- TEXT EXCERPT -
######

The wealth of Saudi Arabia, the largest economy in the GCC, has largely moved into the private sector, the IIF report confirmed. Individuals in the kingdom, it estimated, held between $280bn and $340bn outside the Gulf. Altogether, high net worth individuals (HNWIs) in the GCC owned $600bn in foreign assets at the end of 2006.
Within the Middle East and North Africa (MENA) as a whole, the increased focus on the more populous, but less prosperous, states has already led to a rise in overall real GDP rates. These had risen from an average annual 3.8% between 1998 and 2002 to 6.2% between 2003 and 2007, Dr. Omar bin Sulaiman, governor of the Dubai International Financial Centre (DIFC), told the IIF meeting in Dubai. Egypt's GDP alone, analysts report, grew by 7.1% in its last financial year, while Morocco has been enjoying a boom in real estate and tourism.
This trend is expected to accelerate even more as both public and private Gulf investors seek out opportunities in Egypt, Jordan, Syria, Morocco, Tunisia and other Arab countries. "A substantial volume of GCC funds is staying in the MENA region, where quickening liberalisation, privatisation and regional integration, as well as an increased pace of project implementation, has lured capital that would previously have headed away from the Arab world," the IIF stated.

######

[Excerpts from point annotation data]
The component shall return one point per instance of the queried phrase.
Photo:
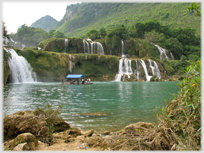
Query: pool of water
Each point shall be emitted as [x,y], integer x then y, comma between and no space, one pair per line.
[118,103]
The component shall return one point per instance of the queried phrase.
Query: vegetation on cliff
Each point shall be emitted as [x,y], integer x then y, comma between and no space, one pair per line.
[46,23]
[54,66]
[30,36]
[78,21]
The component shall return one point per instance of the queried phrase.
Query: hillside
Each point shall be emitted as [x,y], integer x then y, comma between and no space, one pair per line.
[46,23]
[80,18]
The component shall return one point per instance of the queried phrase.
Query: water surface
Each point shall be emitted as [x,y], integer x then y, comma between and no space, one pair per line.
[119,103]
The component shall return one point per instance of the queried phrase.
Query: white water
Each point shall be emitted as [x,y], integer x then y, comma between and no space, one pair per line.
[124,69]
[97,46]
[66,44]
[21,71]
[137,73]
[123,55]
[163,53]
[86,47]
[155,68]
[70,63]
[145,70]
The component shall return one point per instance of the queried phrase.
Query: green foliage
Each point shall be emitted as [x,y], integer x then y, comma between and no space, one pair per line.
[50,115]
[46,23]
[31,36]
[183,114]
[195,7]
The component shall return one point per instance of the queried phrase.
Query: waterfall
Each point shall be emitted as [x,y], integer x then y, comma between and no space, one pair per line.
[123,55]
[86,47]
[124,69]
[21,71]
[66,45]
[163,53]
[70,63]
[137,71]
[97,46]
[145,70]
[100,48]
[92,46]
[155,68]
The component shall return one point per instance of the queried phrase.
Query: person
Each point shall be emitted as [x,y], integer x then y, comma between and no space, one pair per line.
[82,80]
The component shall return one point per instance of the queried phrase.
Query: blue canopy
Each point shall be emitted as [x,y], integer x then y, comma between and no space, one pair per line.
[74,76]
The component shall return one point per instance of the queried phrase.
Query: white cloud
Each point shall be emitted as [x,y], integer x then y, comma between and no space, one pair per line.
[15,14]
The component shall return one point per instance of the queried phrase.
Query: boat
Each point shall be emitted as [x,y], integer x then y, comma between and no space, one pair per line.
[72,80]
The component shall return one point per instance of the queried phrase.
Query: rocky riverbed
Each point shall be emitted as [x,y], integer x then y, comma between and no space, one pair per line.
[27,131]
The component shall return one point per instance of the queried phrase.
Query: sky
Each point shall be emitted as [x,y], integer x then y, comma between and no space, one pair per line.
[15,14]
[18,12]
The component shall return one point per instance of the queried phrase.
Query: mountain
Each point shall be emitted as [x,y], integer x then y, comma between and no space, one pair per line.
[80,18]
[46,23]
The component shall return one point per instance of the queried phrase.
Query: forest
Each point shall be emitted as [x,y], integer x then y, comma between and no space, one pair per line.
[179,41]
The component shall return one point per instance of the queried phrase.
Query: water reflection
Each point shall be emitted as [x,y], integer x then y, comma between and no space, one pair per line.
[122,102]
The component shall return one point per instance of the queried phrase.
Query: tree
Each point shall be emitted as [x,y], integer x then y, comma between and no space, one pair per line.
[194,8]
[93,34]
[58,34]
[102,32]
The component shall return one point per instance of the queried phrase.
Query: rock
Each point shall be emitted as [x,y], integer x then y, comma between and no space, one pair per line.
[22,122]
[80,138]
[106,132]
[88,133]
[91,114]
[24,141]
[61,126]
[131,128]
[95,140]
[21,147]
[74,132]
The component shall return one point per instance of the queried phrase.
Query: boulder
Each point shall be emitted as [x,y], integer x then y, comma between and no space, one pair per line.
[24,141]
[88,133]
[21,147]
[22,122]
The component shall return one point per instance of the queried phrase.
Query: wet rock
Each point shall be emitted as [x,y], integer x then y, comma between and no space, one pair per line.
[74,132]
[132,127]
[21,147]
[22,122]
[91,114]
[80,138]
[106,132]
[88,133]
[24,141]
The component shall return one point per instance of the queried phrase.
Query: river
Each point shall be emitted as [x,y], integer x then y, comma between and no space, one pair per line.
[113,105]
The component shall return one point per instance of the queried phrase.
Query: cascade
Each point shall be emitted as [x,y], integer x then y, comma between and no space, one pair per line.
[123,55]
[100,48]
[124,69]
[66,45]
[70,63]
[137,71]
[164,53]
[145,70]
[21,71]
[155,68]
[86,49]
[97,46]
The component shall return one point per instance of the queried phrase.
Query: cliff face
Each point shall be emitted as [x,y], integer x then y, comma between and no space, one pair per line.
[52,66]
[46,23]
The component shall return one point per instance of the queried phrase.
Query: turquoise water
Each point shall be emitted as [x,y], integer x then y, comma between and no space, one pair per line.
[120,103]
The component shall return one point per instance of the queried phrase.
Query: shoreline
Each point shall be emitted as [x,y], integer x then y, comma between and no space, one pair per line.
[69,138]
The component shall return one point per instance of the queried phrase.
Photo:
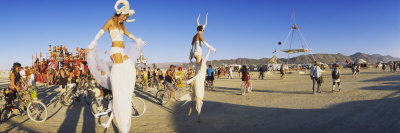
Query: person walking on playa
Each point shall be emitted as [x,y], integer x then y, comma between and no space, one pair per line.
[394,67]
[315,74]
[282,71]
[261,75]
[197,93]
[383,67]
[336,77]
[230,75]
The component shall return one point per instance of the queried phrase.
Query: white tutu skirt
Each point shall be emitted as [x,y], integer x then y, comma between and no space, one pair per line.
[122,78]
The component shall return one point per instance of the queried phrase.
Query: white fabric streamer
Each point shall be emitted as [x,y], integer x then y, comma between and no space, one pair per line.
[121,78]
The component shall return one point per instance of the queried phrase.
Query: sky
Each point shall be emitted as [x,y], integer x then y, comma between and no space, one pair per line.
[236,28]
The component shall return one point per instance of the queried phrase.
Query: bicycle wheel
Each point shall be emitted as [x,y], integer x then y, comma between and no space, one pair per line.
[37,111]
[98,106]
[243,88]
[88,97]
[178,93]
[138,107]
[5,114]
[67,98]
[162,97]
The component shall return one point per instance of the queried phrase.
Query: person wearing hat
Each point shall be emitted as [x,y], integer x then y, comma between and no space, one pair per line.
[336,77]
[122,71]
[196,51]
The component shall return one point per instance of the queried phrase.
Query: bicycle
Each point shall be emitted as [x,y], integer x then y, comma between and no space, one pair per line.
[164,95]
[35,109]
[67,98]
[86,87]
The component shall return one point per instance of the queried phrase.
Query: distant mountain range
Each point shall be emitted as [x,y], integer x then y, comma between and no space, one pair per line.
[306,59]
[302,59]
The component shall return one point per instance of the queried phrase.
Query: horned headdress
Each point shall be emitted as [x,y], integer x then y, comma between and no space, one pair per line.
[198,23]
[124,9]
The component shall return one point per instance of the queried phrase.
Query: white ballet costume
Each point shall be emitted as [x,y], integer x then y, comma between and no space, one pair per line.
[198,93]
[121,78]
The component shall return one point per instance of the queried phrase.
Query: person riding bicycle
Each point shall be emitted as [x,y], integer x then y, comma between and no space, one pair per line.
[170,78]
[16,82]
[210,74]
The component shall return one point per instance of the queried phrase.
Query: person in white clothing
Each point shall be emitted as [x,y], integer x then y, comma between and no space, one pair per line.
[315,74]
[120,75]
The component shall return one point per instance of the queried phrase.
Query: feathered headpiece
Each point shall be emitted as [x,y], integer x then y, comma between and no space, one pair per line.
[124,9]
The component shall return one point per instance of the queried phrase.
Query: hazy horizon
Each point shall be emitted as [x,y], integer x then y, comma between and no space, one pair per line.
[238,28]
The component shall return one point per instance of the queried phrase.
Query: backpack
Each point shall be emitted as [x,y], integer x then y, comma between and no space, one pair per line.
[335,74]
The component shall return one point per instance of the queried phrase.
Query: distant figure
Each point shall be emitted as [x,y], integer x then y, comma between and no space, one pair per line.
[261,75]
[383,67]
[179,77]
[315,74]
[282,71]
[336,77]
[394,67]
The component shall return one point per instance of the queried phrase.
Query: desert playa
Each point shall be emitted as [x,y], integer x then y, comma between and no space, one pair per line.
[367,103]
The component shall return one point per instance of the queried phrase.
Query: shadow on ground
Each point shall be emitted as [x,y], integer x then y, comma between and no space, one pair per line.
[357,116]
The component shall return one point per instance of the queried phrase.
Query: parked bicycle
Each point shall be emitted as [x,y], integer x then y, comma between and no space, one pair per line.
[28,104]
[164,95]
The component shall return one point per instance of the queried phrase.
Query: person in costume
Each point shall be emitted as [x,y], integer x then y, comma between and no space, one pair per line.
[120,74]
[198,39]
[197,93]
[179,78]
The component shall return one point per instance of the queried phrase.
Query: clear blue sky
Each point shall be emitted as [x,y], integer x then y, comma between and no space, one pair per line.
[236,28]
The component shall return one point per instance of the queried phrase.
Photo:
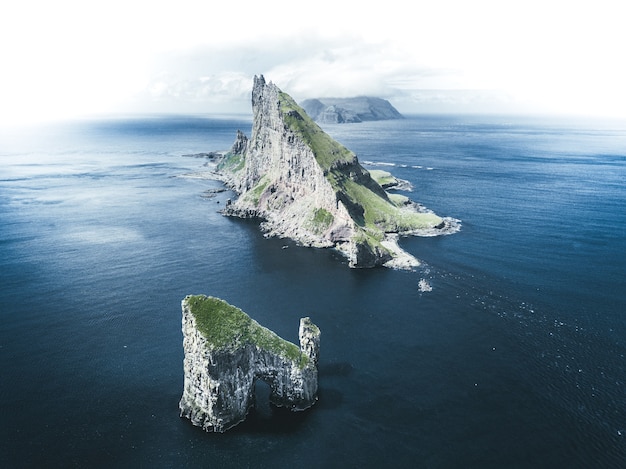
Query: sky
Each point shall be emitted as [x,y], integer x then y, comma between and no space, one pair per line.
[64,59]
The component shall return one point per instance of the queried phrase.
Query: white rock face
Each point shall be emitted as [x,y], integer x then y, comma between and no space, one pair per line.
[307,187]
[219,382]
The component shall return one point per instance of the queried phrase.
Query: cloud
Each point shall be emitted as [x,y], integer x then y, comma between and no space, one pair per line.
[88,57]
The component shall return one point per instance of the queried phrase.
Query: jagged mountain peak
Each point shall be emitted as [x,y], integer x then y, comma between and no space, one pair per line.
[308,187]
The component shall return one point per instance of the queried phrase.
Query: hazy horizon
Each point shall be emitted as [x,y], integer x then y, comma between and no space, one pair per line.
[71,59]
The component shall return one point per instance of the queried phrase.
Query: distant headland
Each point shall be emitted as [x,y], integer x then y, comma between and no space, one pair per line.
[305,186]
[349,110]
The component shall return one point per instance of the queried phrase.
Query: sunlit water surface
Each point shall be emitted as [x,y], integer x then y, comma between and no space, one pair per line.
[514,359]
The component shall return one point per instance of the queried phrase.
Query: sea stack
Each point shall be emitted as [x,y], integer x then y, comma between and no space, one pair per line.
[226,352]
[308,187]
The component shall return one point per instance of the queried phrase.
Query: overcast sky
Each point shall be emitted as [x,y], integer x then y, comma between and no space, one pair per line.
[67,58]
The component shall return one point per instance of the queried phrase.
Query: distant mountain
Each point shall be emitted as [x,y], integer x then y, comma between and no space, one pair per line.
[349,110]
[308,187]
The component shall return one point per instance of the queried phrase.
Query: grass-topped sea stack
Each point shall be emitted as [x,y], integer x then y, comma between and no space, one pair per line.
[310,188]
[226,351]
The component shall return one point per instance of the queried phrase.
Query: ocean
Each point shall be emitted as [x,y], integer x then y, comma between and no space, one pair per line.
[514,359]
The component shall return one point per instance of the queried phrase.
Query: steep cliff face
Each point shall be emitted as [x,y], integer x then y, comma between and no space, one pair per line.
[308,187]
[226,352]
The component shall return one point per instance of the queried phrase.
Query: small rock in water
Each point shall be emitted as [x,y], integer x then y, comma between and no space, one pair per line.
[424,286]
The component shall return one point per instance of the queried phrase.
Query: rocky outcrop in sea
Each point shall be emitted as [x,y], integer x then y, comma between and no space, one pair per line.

######

- WHAT TO DO -
Continue the excerpt about Gulf wealth flowing into the Arab world, picking up after its last sentence.

- OUTPUT -
As a result, the IIF and other financial experts expect future GCC inflows to the Arab region, excluding the GCC itself, to expand well beyond the estimated $60bn that was sent between 2002 and 2006. (The Middle East, August/September, 2007, page 39.) Projections produced by the International Monetary Fund (IMF) in Washington, based on conservative oil price assumptions, indicate that oil exports from the GCC could reach $450bn this year. Altogether, the GCC's current account surplus could rise to $900bn by the end of December, meaning that more than $200bn of that will have to be invested abroad.